------ RECORDS FOR THIS EXERCISE

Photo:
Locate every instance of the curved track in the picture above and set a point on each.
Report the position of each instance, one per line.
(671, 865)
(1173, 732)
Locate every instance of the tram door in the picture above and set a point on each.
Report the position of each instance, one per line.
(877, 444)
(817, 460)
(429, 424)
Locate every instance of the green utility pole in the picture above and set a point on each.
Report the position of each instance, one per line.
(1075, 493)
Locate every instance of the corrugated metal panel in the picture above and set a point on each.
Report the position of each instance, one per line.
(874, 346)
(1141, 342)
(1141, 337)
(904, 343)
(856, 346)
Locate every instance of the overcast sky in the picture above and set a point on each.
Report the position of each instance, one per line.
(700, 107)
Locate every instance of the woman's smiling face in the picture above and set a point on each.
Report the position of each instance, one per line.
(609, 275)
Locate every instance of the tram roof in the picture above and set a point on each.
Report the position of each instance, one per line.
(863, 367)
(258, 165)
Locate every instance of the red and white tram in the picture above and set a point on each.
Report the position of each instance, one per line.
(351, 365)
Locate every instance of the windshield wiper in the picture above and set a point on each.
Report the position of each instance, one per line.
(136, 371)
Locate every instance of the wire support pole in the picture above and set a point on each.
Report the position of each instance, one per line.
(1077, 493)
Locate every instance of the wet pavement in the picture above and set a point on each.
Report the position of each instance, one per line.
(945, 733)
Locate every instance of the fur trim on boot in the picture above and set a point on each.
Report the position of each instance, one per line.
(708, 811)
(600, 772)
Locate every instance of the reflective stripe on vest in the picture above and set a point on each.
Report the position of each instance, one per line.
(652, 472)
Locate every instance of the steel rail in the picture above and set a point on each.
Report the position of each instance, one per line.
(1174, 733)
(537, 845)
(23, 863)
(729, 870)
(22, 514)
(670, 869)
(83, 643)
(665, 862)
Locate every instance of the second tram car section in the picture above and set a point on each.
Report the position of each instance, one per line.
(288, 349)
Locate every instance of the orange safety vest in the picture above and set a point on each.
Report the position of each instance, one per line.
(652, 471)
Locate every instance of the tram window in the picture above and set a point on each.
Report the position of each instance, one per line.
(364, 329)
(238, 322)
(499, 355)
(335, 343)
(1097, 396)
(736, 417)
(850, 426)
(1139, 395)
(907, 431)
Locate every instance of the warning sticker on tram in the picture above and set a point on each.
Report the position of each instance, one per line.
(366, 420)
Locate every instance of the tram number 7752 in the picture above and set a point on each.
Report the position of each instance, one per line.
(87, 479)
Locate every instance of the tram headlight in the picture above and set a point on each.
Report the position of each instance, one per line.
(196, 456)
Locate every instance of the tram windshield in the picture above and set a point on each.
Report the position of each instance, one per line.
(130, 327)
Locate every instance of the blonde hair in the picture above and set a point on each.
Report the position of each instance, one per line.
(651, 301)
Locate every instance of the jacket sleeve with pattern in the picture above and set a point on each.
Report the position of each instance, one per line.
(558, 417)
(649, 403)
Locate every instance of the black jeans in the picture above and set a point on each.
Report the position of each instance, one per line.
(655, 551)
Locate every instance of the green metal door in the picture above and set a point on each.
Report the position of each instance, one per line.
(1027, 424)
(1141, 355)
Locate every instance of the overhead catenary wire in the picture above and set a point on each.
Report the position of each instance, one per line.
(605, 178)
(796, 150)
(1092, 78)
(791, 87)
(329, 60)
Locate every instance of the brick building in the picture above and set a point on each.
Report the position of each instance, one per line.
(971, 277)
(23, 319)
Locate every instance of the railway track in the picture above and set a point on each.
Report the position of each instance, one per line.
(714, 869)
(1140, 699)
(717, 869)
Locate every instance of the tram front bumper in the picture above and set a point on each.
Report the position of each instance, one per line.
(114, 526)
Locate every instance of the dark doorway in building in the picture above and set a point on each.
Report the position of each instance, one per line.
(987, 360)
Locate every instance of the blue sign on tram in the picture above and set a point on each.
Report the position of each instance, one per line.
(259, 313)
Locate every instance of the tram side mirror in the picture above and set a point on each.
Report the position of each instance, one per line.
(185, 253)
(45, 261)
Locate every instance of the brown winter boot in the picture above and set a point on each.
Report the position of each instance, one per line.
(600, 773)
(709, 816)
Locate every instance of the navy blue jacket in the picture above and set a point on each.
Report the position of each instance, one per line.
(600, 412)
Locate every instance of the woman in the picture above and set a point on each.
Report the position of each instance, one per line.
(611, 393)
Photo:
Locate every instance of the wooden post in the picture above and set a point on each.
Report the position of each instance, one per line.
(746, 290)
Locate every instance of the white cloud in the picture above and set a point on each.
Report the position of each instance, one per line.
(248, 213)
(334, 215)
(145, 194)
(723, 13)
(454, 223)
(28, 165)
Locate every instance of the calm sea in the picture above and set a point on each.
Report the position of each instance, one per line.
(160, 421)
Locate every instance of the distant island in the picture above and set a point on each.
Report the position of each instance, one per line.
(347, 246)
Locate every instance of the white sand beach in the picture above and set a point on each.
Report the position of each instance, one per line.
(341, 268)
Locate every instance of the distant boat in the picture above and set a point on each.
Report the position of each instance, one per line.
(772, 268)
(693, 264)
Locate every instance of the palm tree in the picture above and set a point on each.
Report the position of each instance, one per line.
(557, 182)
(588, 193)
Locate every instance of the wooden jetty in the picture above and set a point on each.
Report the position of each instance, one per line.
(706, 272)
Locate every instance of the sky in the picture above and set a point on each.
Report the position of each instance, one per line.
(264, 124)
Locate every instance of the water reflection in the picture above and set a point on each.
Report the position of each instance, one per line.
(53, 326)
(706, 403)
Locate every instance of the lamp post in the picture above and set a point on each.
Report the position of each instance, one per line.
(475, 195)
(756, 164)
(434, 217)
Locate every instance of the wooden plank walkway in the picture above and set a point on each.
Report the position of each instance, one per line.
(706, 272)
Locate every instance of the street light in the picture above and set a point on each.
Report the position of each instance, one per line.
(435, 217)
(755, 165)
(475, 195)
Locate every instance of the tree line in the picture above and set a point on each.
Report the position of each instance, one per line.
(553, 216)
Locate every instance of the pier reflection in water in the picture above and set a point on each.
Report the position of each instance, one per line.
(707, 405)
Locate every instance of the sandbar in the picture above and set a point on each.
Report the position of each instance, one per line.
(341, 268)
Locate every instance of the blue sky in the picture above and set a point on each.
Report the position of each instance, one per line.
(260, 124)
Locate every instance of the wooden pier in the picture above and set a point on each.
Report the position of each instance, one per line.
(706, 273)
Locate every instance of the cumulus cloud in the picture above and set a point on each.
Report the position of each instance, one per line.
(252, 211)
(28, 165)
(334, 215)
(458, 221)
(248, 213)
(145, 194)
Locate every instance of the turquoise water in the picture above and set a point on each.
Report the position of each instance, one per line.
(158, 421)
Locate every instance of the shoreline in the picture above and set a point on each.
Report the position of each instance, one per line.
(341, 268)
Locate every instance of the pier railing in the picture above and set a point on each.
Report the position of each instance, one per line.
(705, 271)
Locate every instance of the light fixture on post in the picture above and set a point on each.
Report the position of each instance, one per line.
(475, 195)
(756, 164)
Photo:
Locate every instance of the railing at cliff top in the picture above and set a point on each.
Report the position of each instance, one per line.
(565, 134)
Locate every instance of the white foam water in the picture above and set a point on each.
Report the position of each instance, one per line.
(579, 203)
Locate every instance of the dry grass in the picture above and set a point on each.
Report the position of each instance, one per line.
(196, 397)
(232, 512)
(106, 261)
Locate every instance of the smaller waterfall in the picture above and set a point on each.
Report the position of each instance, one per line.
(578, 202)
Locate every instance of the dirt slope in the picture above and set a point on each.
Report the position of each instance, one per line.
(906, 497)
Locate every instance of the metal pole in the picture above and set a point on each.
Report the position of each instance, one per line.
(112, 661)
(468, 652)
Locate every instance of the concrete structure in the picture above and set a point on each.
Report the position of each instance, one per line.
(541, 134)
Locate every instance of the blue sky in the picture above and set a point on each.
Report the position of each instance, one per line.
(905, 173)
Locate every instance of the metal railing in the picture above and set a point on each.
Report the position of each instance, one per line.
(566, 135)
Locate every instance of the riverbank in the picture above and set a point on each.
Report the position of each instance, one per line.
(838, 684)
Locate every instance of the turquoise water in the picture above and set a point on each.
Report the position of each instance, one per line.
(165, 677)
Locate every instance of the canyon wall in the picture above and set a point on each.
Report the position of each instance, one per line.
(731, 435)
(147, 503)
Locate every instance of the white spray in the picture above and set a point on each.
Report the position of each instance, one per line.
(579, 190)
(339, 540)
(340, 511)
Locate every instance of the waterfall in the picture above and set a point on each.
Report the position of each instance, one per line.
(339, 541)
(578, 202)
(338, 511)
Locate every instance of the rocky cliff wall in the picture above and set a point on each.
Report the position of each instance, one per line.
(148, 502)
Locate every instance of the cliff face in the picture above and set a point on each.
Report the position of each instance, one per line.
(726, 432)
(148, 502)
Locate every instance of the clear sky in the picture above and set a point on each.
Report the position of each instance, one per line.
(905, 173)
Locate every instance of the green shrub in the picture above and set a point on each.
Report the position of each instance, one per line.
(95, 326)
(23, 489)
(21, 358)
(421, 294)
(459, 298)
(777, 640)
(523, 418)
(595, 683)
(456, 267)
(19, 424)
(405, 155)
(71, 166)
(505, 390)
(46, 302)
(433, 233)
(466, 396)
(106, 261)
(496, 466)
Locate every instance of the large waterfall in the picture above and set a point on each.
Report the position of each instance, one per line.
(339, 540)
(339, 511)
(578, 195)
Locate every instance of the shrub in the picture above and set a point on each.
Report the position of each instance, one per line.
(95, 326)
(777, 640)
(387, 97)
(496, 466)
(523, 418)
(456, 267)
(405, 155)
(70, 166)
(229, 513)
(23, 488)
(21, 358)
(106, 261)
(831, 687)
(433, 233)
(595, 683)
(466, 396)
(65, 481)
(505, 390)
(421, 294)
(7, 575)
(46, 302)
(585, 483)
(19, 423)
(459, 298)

------------

WHAT THE TASK ASKS
Extract every line from the one with "Locate every instance of the clear" down to the final line above, both included, exactly as written.

TASK ANSWER
Locate every instance of the clear sky in the picture above and set a point on each.
Report the position of each instance, one per line.
(905, 173)
Locate every instance of the green shrub in the picture above and set a point on each.
Report the position of each instance, one per line.
(95, 326)
(23, 489)
(21, 358)
(421, 294)
(459, 298)
(777, 640)
(523, 418)
(595, 683)
(456, 267)
(19, 424)
(405, 155)
(71, 166)
(505, 390)
(46, 302)
(433, 233)
(466, 396)
(106, 261)
(496, 466)
Locate every instance of the large waterfall in the picture above and set a point on each.
Report the position of each instance, one per line.
(339, 540)
(339, 511)
(578, 195)
Locate every instance of the shrub in the picture above and set a point on each.
Report the position of each instance, one per line.
(95, 326)
(777, 640)
(387, 97)
(496, 466)
(523, 418)
(456, 267)
(405, 155)
(70, 166)
(229, 513)
(23, 488)
(21, 358)
(106, 261)
(831, 687)
(433, 233)
(595, 683)
(466, 396)
(65, 481)
(505, 390)
(421, 294)
(7, 575)
(46, 302)
(585, 483)
(19, 423)
(459, 298)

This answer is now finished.